◆ **SELECTED EXCERPT**

Highlander: The Raven was a short-lived spin-off from the television series Highlander: The Series, continuing the saga of a female Immortal. The series followed the character of Amanda (played by Elizabeth Gracen), a character that originated as a recurring role in the earlier series. The Raven was filmed in Toronto, Ontario, Canada, and in Paris, France; it was produced by Gaumont Télévision and Fireworks Media in association with Davis–Panzer Productions.

Premise
In the pilot, Immortal thief Amanda meets Nick Wolfe (Paul Johansson), a cop who is investigating a series of robberies. During the course of the investigation, Amanda is framed for murder by a crooked cop from Nick's department. Amanda's name is cleared, but not before Nick's partner Claudia Hoffman (Torri Higginson) sacrifices her own life to save Amanda's. Nick discovers Amanda's immortality when he sees Amanda die, then get up and run away.

Claudia's death has a profound effect on Amanda, and throughout the series (with help from Nick's own strong moral code), she attempts to change and become a good person. She discovers that she caused the deaths of a battalion of soldiers in World War I, which further influences this change. Amanda finds herself facing up to Immortals, even if she does not think she can beat them, when previously, she would have run away.

◆ **SET PROBLEM A**
Decide whether each statement below agrees with the passage on Highlander: The Raven. Answer yes or no for each, and quote the words of the passage that settle it.
(i) The Raven was filmed in both Canada and France.
(ii) Nick's partner, Claudia Hoffman, is the one framed for murder in the pilot.
(iii) Nick learns Amanda is Immortal after seeing her die and then get up.
The text and the records were taken from separate sources.

◆ **STORED DATA**
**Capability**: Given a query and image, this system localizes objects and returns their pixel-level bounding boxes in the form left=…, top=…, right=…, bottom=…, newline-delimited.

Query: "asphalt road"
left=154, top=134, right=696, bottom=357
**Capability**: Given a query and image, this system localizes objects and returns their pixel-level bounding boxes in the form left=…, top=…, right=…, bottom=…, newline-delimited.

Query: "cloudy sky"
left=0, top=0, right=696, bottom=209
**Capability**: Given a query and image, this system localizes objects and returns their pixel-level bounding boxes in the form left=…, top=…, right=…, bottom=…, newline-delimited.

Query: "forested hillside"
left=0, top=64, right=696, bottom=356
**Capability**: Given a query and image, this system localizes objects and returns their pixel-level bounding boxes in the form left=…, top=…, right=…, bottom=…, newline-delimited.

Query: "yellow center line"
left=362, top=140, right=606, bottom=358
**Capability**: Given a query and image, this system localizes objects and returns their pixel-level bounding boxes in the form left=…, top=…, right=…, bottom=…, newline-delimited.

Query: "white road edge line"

◆ **SET PROBLEM B**
Copy all of the records above word for word, keeping every line as it appears.

◆ **WORKED SOLUTION A**
(i) Yes: "The Raven was filmed in Toronto, Ontario, Canada, and in Paris, France"
(ii) No: "Amanda is framed for murder by a crooked cop from Nick's department"
(iii) Yes: "Nick discovers Amanda's immortality when he sees Amanda die, then get up and run away."

◆ **WORKED SOLUTION B**
**Capability**: Given a query and image, this system localizes objects and returns their pixel-level bounding boxes in the form left=…, top=…, right=…, bottom=…, newline-delimited.

Query: "asphalt road"
left=154, top=134, right=696, bottom=357
**Capability**: Given a query and image, this system localizes objects and returns their pixel-level bounding boxes in the form left=…, top=…, right=…, bottom=…, newline-delimited.

Query: "cloudy sky"
left=0, top=0, right=696, bottom=209
**Capability**: Given a query and image, this system localizes objects and returns their pixel-level bounding boxes in the form left=…, top=…, right=…, bottom=…, newline-delimited.

Query: "forested hillside"
left=0, top=64, right=696, bottom=356
**Capability**: Given a query and image, this system localizes objects and returns their pixel-level bounding boxes in the form left=…, top=…, right=…, bottom=…, newline-delimited.

Query: "yellow center line"
left=362, top=140, right=606, bottom=358
**Capability**: Given a query and image, this system localizes objects and returns their pixel-level bounding boxes in the form left=…, top=…, right=…, bottom=…, newline-delimited.

Query: "white road edge line"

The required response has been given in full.